* Begin Raw records *

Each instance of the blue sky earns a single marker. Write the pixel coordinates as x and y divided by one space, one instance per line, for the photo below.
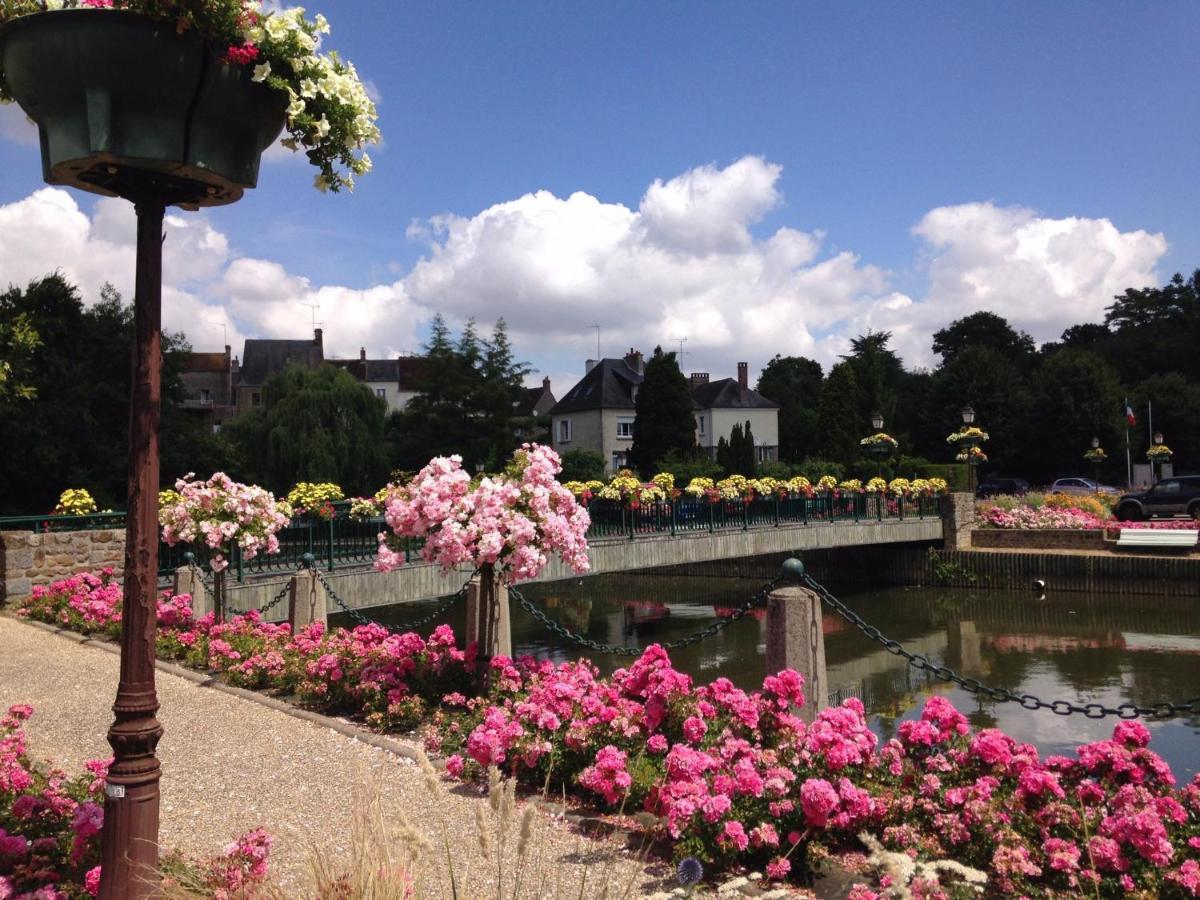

* End Raw records *
* Begin Raw records *

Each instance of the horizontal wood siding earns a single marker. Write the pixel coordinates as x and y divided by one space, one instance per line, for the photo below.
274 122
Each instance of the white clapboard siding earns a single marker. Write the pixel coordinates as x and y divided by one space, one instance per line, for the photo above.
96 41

* End Raw records *

» Task directions: Filter the lines above and copy every one that contains the word "blue".

» Response:
Each instance of the blue sky earns a single marker. Write the pixel coordinates as x and y divided by one space, one instance per line, for the photo below.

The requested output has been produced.